Task brief -
Copy the material word for word, starting at the line that contains "Does it include any red" and continuing through the end of the material.

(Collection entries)
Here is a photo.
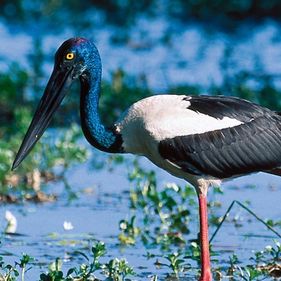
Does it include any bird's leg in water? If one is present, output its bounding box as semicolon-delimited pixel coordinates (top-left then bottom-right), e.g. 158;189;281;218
198;194;212;281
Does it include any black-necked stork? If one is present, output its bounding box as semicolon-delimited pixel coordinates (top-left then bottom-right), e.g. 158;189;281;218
13;38;281;281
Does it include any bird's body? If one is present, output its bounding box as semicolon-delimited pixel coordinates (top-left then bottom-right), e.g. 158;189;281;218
13;38;281;281
114;95;281;186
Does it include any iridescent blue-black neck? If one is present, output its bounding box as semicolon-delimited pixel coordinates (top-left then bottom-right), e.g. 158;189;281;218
80;43;122;153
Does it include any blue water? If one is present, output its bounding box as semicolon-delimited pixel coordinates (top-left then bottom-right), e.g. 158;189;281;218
0;12;281;280
0;148;281;280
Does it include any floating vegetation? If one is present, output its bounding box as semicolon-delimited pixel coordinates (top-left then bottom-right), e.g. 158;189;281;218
0;242;135;281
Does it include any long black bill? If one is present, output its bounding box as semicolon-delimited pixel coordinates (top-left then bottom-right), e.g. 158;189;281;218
12;67;73;170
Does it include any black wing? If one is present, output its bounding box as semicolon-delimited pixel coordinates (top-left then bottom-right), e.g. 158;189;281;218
159;115;281;178
184;96;273;122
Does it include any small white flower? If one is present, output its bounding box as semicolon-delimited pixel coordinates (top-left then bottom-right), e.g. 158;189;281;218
5;211;18;233
265;245;272;251
63;221;74;230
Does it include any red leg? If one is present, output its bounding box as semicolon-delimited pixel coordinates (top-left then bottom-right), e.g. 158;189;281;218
199;194;212;281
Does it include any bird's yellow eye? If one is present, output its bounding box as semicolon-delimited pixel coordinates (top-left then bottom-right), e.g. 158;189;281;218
65;53;74;60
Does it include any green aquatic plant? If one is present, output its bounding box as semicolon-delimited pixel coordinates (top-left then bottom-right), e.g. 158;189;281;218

Output for this task -
Does it include any red leg? If one is present, output its bounding box as semicolon-delimited pixel coordinates (top-left then bottom-right), e.g. 158;189;281;218
199;194;212;281
Does it include any bird's yellow eye? If one is present, output its bounding box as semicolon-delimited pixel coordinates (top-left then bottom-right), e.g. 158;189;281;218
65;53;74;60
Does it include any green aquatic plant? If one is present, output its bounding box as semicolon-delimited pixel coordinates (top-left then bottom-right), e.g. 158;189;281;218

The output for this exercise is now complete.